__INSTRUCTIONS FOR THE TASK__: Exactly reproduce the lines beginning with the line that includes "Query: plastic chair" and ending with the last line of the data.
───
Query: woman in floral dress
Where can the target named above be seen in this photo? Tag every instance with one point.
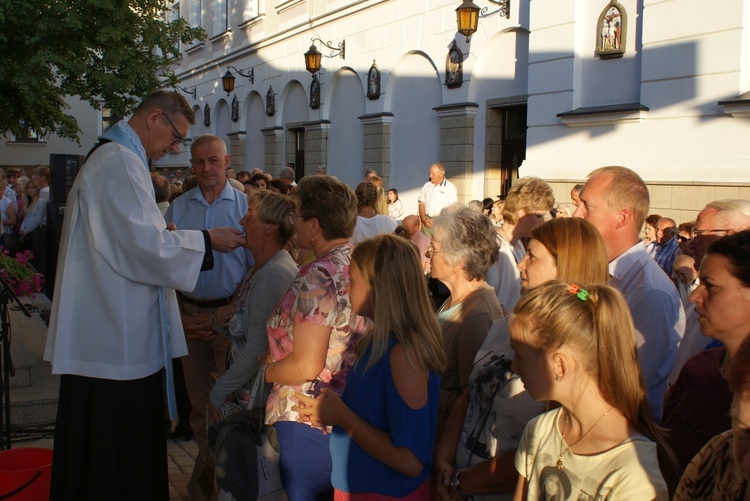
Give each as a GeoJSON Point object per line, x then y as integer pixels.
{"type": "Point", "coordinates": [312, 333]}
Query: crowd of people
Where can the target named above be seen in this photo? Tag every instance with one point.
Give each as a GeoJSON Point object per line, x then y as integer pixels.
{"type": "Point", "coordinates": [499, 350]}
{"type": "Point", "coordinates": [23, 212]}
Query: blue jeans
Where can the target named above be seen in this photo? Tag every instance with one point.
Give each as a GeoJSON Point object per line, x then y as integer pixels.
{"type": "Point", "coordinates": [304, 461]}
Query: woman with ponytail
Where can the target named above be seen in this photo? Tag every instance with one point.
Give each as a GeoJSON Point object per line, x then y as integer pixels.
{"type": "Point", "coordinates": [384, 423]}
{"type": "Point", "coordinates": [576, 346]}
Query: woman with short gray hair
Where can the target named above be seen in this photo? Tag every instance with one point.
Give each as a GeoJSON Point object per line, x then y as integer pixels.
{"type": "Point", "coordinates": [462, 249]}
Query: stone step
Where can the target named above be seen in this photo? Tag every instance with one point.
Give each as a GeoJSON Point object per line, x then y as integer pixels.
{"type": "Point", "coordinates": [35, 404]}
{"type": "Point", "coordinates": [34, 390]}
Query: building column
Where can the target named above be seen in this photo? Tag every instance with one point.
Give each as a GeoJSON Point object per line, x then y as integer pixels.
{"type": "Point", "coordinates": [316, 145]}
{"type": "Point", "coordinates": [457, 145]}
{"type": "Point", "coordinates": [237, 150]}
{"type": "Point", "coordinates": [377, 144]}
{"type": "Point", "coordinates": [272, 154]}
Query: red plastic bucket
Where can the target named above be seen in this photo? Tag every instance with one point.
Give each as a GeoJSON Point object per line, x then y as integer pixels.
{"type": "Point", "coordinates": [25, 474]}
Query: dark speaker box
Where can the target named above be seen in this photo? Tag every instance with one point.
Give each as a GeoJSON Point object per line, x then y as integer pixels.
{"type": "Point", "coordinates": [64, 169]}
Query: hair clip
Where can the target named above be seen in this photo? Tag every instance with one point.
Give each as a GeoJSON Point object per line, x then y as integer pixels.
{"type": "Point", "coordinates": [582, 294]}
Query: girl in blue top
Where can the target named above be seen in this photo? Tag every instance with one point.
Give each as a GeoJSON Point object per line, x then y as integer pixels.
{"type": "Point", "coordinates": [384, 423]}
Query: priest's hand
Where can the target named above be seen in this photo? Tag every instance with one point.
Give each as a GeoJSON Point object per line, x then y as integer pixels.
{"type": "Point", "coordinates": [226, 239]}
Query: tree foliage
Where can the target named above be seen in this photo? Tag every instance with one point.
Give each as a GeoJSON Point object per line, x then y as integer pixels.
{"type": "Point", "coordinates": [111, 53]}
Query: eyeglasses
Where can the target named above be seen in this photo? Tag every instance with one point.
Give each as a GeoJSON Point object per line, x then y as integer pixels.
{"type": "Point", "coordinates": [180, 137]}
{"type": "Point", "coordinates": [696, 234]}
{"type": "Point", "coordinates": [432, 250]}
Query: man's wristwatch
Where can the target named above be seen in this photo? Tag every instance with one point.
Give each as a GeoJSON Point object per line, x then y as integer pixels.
{"type": "Point", "coordinates": [456, 483]}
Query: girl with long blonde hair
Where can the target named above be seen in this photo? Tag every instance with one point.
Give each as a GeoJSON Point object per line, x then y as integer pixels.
{"type": "Point", "coordinates": [395, 384]}
{"type": "Point", "coordinates": [576, 346]}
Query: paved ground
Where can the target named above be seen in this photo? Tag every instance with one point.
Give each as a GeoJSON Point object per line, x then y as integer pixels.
{"type": "Point", "coordinates": [181, 458]}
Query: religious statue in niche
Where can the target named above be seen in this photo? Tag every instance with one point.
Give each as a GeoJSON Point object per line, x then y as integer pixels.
{"type": "Point", "coordinates": [373, 82]}
{"type": "Point", "coordinates": [610, 31]}
{"type": "Point", "coordinates": [315, 93]}
{"type": "Point", "coordinates": [235, 109]}
{"type": "Point", "coordinates": [454, 67]}
{"type": "Point", "coordinates": [270, 102]}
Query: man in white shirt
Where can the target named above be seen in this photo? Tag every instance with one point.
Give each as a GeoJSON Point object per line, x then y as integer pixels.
{"type": "Point", "coordinates": [213, 203]}
{"type": "Point", "coordinates": [41, 177]}
{"type": "Point", "coordinates": [718, 219]}
{"type": "Point", "coordinates": [422, 241]}
{"type": "Point", "coordinates": [616, 201]}
{"type": "Point", "coordinates": [437, 194]}
{"type": "Point", "coordinates": [115, 322]}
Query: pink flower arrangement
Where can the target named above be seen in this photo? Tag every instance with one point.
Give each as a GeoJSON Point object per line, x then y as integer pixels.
{"type": "Point", "coordinates": [18, 273]}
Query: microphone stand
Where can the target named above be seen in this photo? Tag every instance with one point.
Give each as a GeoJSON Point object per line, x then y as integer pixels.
{"type": "Point", "coordinates": [8, 371]}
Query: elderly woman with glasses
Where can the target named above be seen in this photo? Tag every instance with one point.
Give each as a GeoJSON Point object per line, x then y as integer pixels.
{"type": "Point", "coordinates": [462, 249]}
{"type": "Point", "coordinates": [268, 228]}
{"type": "Point", "coordinates": [311, 333]}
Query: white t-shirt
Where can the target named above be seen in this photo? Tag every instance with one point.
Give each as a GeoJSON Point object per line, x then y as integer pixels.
{"type": "Point", "coordinates": [627, 471]}
{"type": "Point", "coordinates": [436, 198]}
{"type": "Point", "coordinates": [368, 227]}
{"type": "Point", "coordinates": [504, 276]}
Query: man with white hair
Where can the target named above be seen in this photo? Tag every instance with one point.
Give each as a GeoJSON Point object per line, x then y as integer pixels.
{"type": "Point", "coordinates": [287, 176]}
{"type": "Point", "coordinates": [616, 201]}
{"type": "Point", "coordinates": [667, 248]}
{"type": "Point", "coordinates": [437, 194]}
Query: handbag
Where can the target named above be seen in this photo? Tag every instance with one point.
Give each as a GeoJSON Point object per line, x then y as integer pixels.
{"type": "Point", "coordinates": [245, 460]}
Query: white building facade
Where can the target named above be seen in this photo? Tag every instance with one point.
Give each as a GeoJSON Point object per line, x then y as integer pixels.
{"type": "Point", "coordinates": [535, 96]}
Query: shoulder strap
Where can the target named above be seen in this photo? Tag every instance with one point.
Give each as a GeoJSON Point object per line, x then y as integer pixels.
{"type": "Point", "coordinates": [96, 146]}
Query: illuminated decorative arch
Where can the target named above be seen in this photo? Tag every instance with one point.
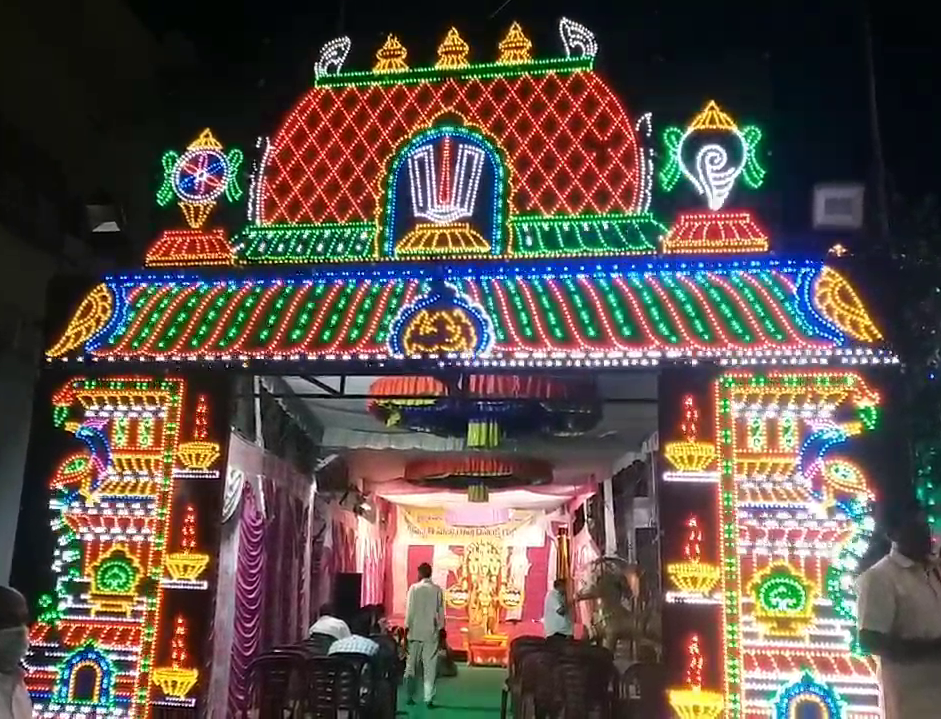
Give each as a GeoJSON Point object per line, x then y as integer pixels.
{"type": "Point", "coordinates": [434, 239]}
{"type": "Point", "coordinates": [808, 690]}
{"type": "Point", "coordinates": [84, 657]}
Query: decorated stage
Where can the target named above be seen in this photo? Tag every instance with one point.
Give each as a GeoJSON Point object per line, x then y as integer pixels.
{"type": "Point", "coordinates": [473, 244]}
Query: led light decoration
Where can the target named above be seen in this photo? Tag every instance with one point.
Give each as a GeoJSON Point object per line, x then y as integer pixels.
{"type": "Point", "coordinates": [199, 453]}
{"type": "Point", "coordinates": [452, 52]}
{"type": "Point", "coordinates": [690, 455]}
{"type": "Point", "coordinates": [391, 56]}
{"type": "Point", "coordinates": [783, 600]}
{"type": "Point", "coordinates": [845, 562]}
{"type": "Point", "coordinates": [92, 651]}
{"type": "Point", "coordinates": [577, 39]}
{"type": "Point", "coordinates": [781, 539]}
{"type": "Point", "coordinates": [693, 702]}
{"type": "Point", "coordinates": [578, 313]}
{"type": "Point", "coordinates": [441, 323]}
{"type": "Point", "coordinates": [183, 248]}
{"type": "Point", "coordinates": [445, 167]}
{"type": "Point", "coordinates": [332, 57]}
{"type": "Point", "coordinates": [92, 316]}
{"type": "Point", "coordinates": [515, 47]}
{"type": "Point", "coordinates": [644, 127]}
{"type": "Point", "coordinates": [712, 153]}
{"type": "Point", "coordinates": [711, 171]}
{"type": "Point", "coordinates": [808, 693]}
{"type": "Point", "coordinates": [199, 177]}
{"type": "Point", "coordinates": [837, 301]}
{"type": "Point", "coordinates": [547, 114]}
{"type": "Point", "coordinates": [187, 565]}
{"type": "Point", "coordinates": [87, 658]}
{"type": "Point", "coordinates": [693, 576]}
{"type": "Point", "coordinates": [179, 679]}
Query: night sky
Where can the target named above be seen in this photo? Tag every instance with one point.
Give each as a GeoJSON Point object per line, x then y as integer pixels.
{"type": "Point", "coordinates": [797, 70]}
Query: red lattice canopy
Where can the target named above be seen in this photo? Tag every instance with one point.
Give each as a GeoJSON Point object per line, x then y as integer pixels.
{"type": "Point", "coordinates": [569, 143]}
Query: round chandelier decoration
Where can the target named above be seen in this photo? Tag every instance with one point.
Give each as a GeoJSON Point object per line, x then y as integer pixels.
{"type": "Point", "coordinates": [478, 474]}
{"type": "Point", "coordinates": [487, 408]}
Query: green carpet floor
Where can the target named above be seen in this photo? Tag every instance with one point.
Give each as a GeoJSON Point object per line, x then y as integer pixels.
{"type": "Point", "coordinates": [474, 693]}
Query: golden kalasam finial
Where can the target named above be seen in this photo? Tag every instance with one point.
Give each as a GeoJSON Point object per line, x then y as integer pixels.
{"type": "Point", "coordinates": [452, 53]}
{"type": "Point", "coordinates": [713, 117]}
{"type": "Point", "coordinates": [391, 56]}
{"type": "Point", "coordinates": [515, 47]}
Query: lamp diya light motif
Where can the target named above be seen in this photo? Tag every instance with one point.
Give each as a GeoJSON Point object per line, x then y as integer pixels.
{"type": "Point", "coordinates": [199, 453]}
{"type": "Point", "coordinates": [694, 702]}
{"type": "Point", "coordinates": [690, 455]}
{"type": "Point", "coordinates": [178, 679]}
{"type": "Point", "coordinates": [693, 575]}
{"type": "Point", "coordinates": [187, 564]}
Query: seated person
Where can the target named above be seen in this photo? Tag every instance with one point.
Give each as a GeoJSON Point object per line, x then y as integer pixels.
{"type": "Point", "coordinates": [356, 642]}
{"type": "Point", "coordinates": [378, 622]}
{"type": "Point", "coordinates": [327, 623]}
{"type": "Point", "coordinates": [447, 667]}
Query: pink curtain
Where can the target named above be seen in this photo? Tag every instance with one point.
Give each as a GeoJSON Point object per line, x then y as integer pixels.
{"type": "Point", "coordinates": [249, 596]}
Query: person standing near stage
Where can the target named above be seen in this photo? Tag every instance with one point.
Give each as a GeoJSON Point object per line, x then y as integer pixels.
{"type": "Point", "coordinates": [899, 620]}
{"type": "Point", "coordinates": [557, 614]}
{"type": "Point", "coordinates": [424, 620]}
{"type": "Point", "coordinates": [14, 642]}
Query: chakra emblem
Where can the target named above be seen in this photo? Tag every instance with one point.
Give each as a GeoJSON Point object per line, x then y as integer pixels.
{"type": "Point", "coordinates": [199, 177]}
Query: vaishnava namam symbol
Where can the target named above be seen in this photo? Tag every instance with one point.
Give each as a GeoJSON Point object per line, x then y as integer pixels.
{"type": "Point", "coordinates": [443, 194]}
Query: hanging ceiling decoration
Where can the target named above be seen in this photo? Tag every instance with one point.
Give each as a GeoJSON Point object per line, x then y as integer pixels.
{"type": "Point", "coordinates": [488, 408]}
{"type": "Point", "coordinates": [478, 474]}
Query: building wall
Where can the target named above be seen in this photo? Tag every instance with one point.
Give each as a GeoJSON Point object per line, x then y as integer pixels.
{"type": "Point", "coordinates": [23, 277]}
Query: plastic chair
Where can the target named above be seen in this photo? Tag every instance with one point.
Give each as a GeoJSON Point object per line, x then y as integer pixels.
{"type": "Point", "coordinates": [272, 694]}
{"type": "Point", "coordinates": [338, 683]}
{"type": "Point", "coordinates": [583, 687]}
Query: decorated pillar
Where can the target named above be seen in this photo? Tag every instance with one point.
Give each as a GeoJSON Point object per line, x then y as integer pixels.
{"type": "Point", "coordinates": [765, 518]}
{"type": "Point", "coordinates": [136, 500]}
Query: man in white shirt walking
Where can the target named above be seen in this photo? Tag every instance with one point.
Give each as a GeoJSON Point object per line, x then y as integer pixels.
{"type": "Point", "coordinates": [557, 614]}
{"type": "Point", "coordinates": [424, 619]}
{"type": "Point", "coordinates": [899, 602]}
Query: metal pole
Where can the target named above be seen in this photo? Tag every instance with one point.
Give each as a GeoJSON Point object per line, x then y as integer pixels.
{"type": "Point", "coordinates": [882, 193]}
───
__EXERCISE RESPONSE__:
Query: plastic chair
Where can the target named above be seen in this photo? Tag every instance with one point.
Give each as a GeoJSON Point object per line, x then y as integer pixels.
{"type": "Point", "coordinates": [272, 694]}
{"type": "Point", "coordinates": [338, 683]}
{"type": "Point", "coordinates": [583, 687]}
Query: decorated pillar
Where can the target named above be seen in this photo? Tag every instance with one point.
Give each as a GeoJSON Point object per line, x then y as integer pixels.
{"type": "Point", "coordinates": [765, 518]}
{"type": "Point", "coordinates": [136, 500]}
Query: man in white shirt walking
Where can the target named above be seen in this photo? Tag every instance with one point.
Give each as a GeoJSON Point object per line, x then y as integer pixels.
{"type": "Point", "coordinates": [557, 614]}
{"type": "Point", "coordinates": [424, 619]}
{"type": "Point", "coordinates": [899, 602]}
Query: metal pole
Where can the target named above be seen in this photo? Tag every instance with one point.
Give each as a GeoJSON Point object per line, x then y as integer pixels.
{"type": "Point", "coordinates": [882, 193]}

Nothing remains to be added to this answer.